**Zu erledigende Aufgaben**:
1) Gib aus dem Text über Gänse den Abschnitt wortgetreu wieder, der mit "Die ständige Ausrottung" beginnt und mit "rasch zu Persönlichkeiten." endet.
2) Führe den Text über Gänse weiter, und zwar im Anschluss an seinen letzten Satz.

**Lesetext**:
▶

Wer ihr Vertrauen gewinnt, kann sie streicheln

Die ständige Ausrottung immer neuer Gänsegenerationen durch hungrige Leute bewirkt natürlich, dass nur allzu selten eine Gans jenen Grad an Weisheit erlangen kann, den auch der Mensch nur im Verlauf vieler Jahre erwirbt. Gänse, die ihr erstes Lebensjahr heil überstehen, werden rasch zu Persönlichkeiten.

Man braucht gar nicht die makabre Vorstellung zu hegen, was geistesgeschichtlich wohl aus uns geworden wäre, wenn übermenschliche Kannibalen seit Olims Zeiten fast alle Exemplare des Homo sapiens verspeist und nur einigen wenigen ein längeres Leben gegönnt hätten.

Hausgans

Obwohl die Gänse seit vielen, vielen Jahrhunderten mit den Menschen schlechte Erfahrungen gemacht haben, gewinnen sie rasch Vertrauen. Wer das Herz einer Gans erobert hat, kann sie streicheln, kann sie sogar beim Brüten von ihren Eiern wegtragen, damit sie frißt und trinkt. Oft schnattern die Gänse dann los, wobei sie bald völlig fassungslos scheinen, dass der Mensch ihre Beredsamkeit so gar nicht verstehen will. Immer öfter und immer lauter wiederholen sie, was sie zu sagen haben: nicht anders als der Urlauber im Ausland, der sich auf deutsch verständlich machen will.

Damit deute ich etwas an, was mir mit jedem Jahr des Umgangs mit meinen Gänsen klarer wird: Sie haben erstaunliche Ähnlichkeit mit uns und zeigen Charaktereigenschaften, die man - vorschnell - als "menschlich" aufwerten könnte. Unsere Gänsestamm-Mutter, eine Toulouser graue Gans, lebte mit Mann und zwei Kindern zusammen, als im vorigen Herbst ein (vermutlich tollwütiger) Fuchs in unserer Abwesenheit auftauchte und alle ihre Angehörigen grausam hinmetzelte. Wie sie selbst entkam, weiß ich nicht. Sie überlebte jedenfalls. Aber noch Wochen und Monate hindurch wanderte sie suchend und rufend durch ihre Gefilde: wo waren ihre Angehörigen? Wurden sie nicht wieder lebendig? Erst als sie in diesem Jahr sieben Gänseküken, die wir ihr untergeschoben hatten, aufziehen konnte, vergaß sie über der neuen Aufgabe ihre Verzweiflung. Wir kamen uns erbärmlich vor, als wir die sieben doch eines Tages ihrem Gänseschicksal zuführen mußten.

◀

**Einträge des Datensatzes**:

▶

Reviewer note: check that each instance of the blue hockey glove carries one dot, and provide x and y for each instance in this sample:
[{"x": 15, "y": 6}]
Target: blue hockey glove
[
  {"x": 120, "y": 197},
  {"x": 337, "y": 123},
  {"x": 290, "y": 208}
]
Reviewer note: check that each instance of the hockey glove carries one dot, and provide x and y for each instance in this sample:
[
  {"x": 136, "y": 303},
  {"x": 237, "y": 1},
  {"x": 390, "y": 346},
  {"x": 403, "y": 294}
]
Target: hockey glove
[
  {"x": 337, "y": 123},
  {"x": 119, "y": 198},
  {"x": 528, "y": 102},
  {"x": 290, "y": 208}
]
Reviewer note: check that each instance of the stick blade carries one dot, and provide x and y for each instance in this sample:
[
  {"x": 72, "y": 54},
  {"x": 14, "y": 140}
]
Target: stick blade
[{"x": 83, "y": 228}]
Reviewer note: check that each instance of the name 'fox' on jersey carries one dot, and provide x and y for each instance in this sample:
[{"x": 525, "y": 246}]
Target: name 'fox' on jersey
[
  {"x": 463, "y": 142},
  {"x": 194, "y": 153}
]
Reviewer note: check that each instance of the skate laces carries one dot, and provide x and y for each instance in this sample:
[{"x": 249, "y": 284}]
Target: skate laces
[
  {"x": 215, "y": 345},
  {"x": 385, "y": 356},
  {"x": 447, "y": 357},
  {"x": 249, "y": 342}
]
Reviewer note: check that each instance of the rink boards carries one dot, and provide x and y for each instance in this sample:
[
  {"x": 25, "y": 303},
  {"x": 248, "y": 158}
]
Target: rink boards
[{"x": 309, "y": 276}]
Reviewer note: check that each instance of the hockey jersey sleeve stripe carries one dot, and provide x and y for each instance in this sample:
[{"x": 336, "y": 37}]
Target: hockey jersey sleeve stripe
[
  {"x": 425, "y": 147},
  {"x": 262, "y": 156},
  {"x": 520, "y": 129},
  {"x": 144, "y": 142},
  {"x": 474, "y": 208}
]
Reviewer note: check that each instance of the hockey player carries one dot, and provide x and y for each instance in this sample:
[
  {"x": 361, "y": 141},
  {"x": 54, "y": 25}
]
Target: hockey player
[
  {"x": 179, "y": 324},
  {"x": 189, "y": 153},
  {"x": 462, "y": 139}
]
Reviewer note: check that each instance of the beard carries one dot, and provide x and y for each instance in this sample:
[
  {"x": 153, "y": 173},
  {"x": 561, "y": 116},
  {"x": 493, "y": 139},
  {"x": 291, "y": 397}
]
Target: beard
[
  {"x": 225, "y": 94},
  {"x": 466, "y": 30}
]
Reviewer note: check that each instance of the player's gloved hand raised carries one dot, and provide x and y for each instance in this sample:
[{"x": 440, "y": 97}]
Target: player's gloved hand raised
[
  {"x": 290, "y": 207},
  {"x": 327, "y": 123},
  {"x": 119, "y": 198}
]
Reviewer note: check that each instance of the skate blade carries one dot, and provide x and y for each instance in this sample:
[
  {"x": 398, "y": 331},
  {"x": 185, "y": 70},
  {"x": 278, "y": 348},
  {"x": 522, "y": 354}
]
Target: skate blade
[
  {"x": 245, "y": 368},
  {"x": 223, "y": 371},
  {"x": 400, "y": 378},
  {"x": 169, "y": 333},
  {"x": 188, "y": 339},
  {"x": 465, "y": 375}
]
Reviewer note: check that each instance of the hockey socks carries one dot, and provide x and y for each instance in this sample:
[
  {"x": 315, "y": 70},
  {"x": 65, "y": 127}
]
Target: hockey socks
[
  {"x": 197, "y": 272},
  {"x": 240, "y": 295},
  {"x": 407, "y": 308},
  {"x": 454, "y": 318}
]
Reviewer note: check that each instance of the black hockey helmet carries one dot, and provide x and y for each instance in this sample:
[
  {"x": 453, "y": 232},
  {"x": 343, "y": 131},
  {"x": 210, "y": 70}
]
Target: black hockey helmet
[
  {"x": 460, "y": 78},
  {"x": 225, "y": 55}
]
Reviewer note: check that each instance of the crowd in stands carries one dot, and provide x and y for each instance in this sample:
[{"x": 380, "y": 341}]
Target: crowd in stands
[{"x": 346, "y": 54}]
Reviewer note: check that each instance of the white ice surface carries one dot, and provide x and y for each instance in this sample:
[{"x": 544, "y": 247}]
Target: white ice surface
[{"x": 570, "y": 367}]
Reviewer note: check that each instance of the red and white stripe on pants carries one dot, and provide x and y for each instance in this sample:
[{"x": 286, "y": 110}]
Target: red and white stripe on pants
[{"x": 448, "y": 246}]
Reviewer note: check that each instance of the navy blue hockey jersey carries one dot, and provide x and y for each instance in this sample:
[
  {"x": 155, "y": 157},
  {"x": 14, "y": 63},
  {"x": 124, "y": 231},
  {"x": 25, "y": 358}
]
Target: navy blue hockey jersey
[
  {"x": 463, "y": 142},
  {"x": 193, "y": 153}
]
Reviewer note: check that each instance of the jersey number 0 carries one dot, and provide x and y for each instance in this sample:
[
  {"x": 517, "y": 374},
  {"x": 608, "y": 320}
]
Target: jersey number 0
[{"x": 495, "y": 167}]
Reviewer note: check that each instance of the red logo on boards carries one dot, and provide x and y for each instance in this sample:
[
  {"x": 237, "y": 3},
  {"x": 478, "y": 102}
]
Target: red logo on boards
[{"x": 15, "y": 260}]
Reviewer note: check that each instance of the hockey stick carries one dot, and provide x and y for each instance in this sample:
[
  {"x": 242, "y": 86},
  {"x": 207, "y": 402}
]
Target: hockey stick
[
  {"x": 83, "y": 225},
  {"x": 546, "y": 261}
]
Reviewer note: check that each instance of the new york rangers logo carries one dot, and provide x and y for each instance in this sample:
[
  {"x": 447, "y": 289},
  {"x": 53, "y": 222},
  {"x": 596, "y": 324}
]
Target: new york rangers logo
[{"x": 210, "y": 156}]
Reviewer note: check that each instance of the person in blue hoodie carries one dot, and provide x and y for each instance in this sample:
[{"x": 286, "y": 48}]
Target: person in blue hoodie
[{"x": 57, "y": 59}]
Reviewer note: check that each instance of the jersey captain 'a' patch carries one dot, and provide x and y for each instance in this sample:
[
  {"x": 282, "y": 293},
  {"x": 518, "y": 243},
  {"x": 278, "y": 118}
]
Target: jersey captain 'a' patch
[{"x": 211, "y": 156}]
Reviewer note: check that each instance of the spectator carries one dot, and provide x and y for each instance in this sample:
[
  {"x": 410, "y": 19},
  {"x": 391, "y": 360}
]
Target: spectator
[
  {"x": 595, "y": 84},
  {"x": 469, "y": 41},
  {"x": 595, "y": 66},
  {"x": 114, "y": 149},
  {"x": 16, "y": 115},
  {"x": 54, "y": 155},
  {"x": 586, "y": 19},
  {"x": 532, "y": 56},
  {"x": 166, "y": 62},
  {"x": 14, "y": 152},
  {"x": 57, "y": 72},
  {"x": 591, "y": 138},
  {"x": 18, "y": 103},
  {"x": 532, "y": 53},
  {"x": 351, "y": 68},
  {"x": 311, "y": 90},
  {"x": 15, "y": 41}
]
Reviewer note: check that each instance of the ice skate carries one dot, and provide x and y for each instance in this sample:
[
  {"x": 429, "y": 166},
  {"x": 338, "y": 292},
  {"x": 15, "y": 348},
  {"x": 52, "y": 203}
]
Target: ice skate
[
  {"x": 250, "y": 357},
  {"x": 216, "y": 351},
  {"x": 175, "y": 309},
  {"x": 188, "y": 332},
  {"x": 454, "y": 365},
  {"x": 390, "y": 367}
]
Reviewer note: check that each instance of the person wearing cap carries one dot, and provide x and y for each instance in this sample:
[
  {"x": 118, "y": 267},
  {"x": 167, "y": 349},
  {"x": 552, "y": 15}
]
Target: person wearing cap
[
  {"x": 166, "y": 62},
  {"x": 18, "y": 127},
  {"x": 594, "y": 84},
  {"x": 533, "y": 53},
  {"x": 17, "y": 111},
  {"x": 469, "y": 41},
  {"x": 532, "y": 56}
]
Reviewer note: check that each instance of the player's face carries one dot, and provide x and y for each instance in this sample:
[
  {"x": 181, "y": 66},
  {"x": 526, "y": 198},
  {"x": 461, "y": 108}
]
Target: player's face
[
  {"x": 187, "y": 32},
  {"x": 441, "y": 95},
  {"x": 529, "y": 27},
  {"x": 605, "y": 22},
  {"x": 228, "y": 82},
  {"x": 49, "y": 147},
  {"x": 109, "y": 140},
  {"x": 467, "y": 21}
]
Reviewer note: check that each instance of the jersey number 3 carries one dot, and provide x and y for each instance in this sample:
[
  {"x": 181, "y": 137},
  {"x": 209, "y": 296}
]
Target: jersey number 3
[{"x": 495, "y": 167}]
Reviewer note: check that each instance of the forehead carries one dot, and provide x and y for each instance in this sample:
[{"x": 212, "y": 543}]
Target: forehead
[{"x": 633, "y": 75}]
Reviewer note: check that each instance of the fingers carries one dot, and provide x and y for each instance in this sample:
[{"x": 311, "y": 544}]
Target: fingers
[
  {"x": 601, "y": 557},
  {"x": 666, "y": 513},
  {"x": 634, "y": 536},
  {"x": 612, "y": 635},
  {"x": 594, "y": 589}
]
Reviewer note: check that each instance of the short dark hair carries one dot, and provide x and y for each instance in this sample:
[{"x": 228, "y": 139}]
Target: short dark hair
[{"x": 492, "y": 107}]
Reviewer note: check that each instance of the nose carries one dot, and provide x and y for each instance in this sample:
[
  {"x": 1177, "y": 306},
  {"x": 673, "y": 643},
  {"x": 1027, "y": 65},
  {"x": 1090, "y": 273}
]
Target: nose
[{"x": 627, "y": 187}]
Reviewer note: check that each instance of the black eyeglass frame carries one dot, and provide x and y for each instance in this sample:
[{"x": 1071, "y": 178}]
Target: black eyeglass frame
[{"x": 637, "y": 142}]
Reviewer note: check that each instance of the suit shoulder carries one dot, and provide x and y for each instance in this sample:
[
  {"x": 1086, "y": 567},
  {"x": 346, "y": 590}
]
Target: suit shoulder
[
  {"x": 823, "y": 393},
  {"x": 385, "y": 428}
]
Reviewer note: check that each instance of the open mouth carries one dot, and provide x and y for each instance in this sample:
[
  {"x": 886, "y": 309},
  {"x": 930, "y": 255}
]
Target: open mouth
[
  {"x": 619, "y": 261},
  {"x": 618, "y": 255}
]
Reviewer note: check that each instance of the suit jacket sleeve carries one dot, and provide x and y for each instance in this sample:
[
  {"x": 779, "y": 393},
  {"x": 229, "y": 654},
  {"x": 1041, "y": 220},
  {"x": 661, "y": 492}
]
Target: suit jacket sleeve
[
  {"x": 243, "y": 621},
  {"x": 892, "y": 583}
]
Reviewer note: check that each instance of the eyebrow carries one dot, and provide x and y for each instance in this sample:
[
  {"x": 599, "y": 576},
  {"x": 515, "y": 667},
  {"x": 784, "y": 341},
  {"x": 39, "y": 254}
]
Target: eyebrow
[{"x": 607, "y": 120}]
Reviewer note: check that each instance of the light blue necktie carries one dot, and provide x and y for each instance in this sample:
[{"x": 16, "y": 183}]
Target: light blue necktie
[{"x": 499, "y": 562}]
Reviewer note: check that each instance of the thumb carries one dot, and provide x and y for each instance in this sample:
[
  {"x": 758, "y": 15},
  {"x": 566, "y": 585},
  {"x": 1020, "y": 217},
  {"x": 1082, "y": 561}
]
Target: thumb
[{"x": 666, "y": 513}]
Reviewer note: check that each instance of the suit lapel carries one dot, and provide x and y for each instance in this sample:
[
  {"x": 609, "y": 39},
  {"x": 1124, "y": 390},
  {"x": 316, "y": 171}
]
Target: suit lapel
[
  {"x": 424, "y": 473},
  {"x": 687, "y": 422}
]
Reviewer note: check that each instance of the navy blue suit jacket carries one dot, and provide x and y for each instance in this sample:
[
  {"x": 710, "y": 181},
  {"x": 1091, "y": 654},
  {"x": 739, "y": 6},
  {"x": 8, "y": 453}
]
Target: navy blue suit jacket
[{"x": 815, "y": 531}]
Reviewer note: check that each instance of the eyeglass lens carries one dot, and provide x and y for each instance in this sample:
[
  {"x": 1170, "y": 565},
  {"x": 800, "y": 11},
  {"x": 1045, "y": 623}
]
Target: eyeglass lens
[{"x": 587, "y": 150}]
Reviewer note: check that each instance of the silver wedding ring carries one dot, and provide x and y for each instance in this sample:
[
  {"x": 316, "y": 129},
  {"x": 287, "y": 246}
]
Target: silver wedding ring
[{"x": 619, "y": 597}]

◀

**Liste der Antworten**:
1)
Die ständige Ausrottung immer neuer Gänsegenerationen durch hungrige Leute bewirkt natürlich, dass nur allzu selten eine Gans jenen Grad an Weisheit erlangen kann, den auch der Mensch nur im Verlauf vieler Jahre erwirbt. Gänse, die ihr erstes Lebensjahr heil überstehen, werden rasch zu Persönlichkeiten.

2)
In der Tat: Abermals faßte die Ziehmutter nicht, dass ihre Lieben, mit denen sie viele Monate über die Wiesen gezogen war, nun wieder spurlos verschwunden waren, so viel und so klagend sie auch rief. Dabei hatten wir, um ihr Los zu erleichtern, zwei neue Toulouser Gänse für sie besorgt, die nun mit ihr zu einer neuen Familie zusammenwachsen sollten. Aber es dauerte lange, bis sie ihre Stiefkinder vergessen und die beiden neuen Gefährten akzeptiert hatte.

Das Gegenstück erlebten wir vor zwei Jahren. Als wir eines Sommerabends unsere weißen Gänse am Stall erwarteten, fehlte der stattliche Ganter. Die Gänse selbst zeigten keinerlei Verwunderung oder Unruhe. Im hohen Gras versuchten wir, die Spuren der Gänseschar zu verfolgen. Da war sie in ein Waldstück hineingelaufen. Hier lag er, der Ganter. Tot. Ohne jedes Zeichen einer Gewalteinwirkung. Was immer ihm passiert sein mochte - vielleicht Herzschlag? -, er war gestorben. Die Sippe hatte sein Ende zur Kenntnis genommen und es akzeptiert ganz anders als das ruchlose Schlachten durch Menschenhand. Wie von selbst übernahm an seiner Stelle Rosalie, die älteste der Gänse, das Kommando.